WORK TO COMPLETE
Identify every line in the records below that contains the word "sneaker", and copy each of those lines.

PROVIDED MATERIAL
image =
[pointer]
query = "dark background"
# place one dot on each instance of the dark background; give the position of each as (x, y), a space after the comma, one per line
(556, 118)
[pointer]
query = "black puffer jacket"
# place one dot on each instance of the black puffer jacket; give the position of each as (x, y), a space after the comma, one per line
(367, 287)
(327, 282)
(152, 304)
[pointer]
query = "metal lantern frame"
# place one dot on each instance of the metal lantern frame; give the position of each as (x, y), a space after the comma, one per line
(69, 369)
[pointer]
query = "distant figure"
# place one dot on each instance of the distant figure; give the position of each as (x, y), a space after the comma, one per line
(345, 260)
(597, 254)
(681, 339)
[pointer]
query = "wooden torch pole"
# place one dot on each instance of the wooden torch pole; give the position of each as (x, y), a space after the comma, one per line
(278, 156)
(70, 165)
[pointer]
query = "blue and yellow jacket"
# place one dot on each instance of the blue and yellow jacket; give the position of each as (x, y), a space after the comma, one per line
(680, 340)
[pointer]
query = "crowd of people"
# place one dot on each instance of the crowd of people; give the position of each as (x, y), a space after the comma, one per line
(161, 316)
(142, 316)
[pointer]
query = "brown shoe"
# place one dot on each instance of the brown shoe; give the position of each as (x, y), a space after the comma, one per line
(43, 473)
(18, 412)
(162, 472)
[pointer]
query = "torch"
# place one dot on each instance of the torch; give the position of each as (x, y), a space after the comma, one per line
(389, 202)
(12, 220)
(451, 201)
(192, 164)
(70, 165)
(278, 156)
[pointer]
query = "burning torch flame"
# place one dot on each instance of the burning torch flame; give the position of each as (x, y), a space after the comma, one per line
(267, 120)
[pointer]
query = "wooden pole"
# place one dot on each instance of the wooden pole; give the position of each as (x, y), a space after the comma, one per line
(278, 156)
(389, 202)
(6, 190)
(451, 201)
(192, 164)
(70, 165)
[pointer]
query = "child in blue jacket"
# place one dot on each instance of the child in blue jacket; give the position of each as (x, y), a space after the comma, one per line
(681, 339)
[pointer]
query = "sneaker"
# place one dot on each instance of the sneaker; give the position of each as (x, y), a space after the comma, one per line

FINAL ANSWER
query = "sneaker"
# place one dot on each instance of the sneaker; give the position of each as (x, y), a space after the comma, one per line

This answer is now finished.